[Saved entries]
○ ○ ○ ○ ○

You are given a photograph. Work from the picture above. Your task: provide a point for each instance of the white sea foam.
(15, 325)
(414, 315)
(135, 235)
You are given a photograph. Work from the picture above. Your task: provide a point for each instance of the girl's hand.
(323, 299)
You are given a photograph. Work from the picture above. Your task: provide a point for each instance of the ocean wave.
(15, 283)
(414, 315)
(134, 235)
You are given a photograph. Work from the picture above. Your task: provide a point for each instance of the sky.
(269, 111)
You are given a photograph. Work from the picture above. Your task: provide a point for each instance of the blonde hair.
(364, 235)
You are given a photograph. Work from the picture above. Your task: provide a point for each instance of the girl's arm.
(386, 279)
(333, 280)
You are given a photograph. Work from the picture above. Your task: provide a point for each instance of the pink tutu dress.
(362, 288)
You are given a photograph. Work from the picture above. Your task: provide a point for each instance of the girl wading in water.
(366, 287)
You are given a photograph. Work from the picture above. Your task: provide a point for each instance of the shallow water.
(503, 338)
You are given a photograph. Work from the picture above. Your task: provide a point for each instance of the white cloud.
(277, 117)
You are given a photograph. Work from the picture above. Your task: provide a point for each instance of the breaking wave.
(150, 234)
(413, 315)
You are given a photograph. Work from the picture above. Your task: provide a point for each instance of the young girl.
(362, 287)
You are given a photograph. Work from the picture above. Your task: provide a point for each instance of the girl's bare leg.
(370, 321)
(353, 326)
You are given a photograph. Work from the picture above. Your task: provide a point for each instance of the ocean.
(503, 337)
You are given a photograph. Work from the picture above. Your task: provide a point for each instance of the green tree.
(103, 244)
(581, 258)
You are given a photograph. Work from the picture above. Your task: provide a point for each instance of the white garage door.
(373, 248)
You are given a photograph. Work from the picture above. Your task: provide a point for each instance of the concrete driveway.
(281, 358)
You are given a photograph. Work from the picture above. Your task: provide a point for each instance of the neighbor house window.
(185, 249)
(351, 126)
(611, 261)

○ ○ ○ ○ ○

▸ **THE PROBLEM**:
Would you transcribe the data above exactly as it stands?

▸ **PROBLEM SOLUTION**:
You are given a photograph. Work from the picture above. Your task: provide a point for each instance of the white sea foam.
(15, 325)
(414, 315)
(135, 235)
You are given a photograph. Work from the picture above. Your task: provide a point for each instance of the girl's hand.
(323, 299)
You are given a photograph. Work from the picture above. Your task: provide a point for each instance of the ocean wave.
(15, 283)
(414, 315)
(134, 235)
You are given a photograph. Work from the picture above. Your task: provide a point for each instance of the sky.
(269, 111)
You are given a photograph. Work from the picture above. Your task: provide a point for each instance of the blonde hair.
(364, 235)
You are given a photograph. Work from the picture above. Your task: provide a point for each instance of the girl's arm.
(386, 279)
(333, 280)
You are given a photograph. Work from the picture above. Your task: provide a point for each instance of the pink tutu dress.
(362, 288)
You are given a photograph. Work from the picture above. Your task: provide a point for each instance of the girl wading in water.
(366, 287)
You are given a photograph. Work from the picture above. Your task: provide a point for each instance of the shallow water.
(503, 338)
You are given a photograph. Work from the picture above. Your task: provide a point for each instance of the white cloud.
(277, 117)
You are given a photograph. Work from the picture above. Your task: provide a point for each instance of the breaking wave.
(150, 234)
(413, 315)
You are given a photograph. Work from the picture above. Your task: provide a point for each instance of the young girl.
(362, 287)
You are given a photograph. Work from the picture above. Your task: provide a point for each instance of the girl's bare leg.
(370, 321)
(353, 326)
You are given a photograph. Work from the picture above. Your task: provide a point for each instance of the ocean.
(503, 337)
You are given a photograph. Work from the picture above. Your task: provide a point for each instance of the green tree.
(103, 244)
(581, 258)
You are given a photograph. Work from the picture above. Your task: provide a point for each instance of the white garage door.
(373, 248)
You are given a photograph. Work from the picture above. Your task: provide a point for each instance of the concrete driveway.
(281, 358)
You are given a photograph. Work from the picture above. Your task: provide a point for each instance of the neighbor house window.
(185, 249)
(351, 126)
(611, 261)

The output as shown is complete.